* BEGIN Task inputs *

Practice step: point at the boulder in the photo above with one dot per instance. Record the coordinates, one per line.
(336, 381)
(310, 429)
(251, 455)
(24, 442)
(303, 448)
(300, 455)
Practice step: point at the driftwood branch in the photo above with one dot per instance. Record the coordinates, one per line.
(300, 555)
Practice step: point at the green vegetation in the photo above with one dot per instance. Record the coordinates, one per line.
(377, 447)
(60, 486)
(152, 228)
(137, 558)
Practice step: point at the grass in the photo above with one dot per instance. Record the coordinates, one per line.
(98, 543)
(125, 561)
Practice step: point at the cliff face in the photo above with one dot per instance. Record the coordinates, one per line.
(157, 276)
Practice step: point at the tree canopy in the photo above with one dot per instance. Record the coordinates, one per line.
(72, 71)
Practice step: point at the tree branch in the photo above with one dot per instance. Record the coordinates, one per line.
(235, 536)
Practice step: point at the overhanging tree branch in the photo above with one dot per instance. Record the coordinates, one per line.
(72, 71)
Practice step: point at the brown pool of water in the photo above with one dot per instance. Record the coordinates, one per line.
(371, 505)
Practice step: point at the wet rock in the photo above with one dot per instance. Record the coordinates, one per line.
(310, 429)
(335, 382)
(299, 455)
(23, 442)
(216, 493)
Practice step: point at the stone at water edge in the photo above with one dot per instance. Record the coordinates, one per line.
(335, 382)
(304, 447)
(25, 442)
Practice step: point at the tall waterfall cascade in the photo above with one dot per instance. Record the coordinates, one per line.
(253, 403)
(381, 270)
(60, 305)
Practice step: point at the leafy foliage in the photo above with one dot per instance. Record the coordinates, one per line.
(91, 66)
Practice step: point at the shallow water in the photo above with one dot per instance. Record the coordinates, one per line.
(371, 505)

* END Task inputs *

• **Written task**
Rewrite all of the records, replacing every "Practice step" with "Warm-up step" and leaving the rest untouched.

• **Answer**
Warm-up step: point at the boulder in the photo above with one dot per instance. Record the coordinates, one per line.
(336, 381)
(310, 429)
(251, 455)
(24, 442)
(303, 448)
(300, 455)
Warm-up step: point at the driftwood branch in the photo above with one dot per instance. Record the coordinates, one per line.
(300, 555)
Warm-up step: point at the green vegetation in the photo above with one dot per instance. Record the coordinates, one per line.
(377, 447)
(60, 486)
(152, 228)
(137, 558)
Warm-up step: point at the grass in the photo above with one dot per instance. Record the coordinates, one per line.
(98, 543)
(125, 561)
Warm-up step: point at the cliff face in the photo above with one dot per instance. Record the coordinates, one per line.
(157, 276)
Warm-up step: point at the tree canopy in the photo above with one dot per instance. Record the coordinates, one per line.
(72, 71)
Warm-up step: point at the tree branch in the photo above with one dot per instance. Record the coordinates, one per line.
(235, 536)
Warm-up step: point at the overhanging tree branch in the photo above with one dot per instance. Record the coordinates, one per line.
(72, 71)
Warm-up step: point at the brown pool of water in the photo above with one dot per instance. Record the coordinates, one per line.
(371, 505)
Warm-up step: point at the wet rock in the photo above with one dot per instance. Record the coordinates, one per line.
(310, 429)
(335, 382)
(299, 455)
(23, 442)
(216, 493)
Warm-up step: point at the stone at water edge in the photo above with one dot per instance. Record the coordinates, one per line.
(335, 382)
(304, 447)
(25, 442)
Warm-up step: point at the tall waterfall cascade in the photo above with one dot per instance. Record the coordinates, one per line.
(253, 403)
(381, 270)
(60, 305)
Warm-up step: point at the leafy foliage in the photo above with one dot per instance. Record the coordinates, one per line.
(91, 66)
Warm-up step: point at the shallow water in the photo above with one dot per instance. Record the coordinates, one per line.
(371, 505)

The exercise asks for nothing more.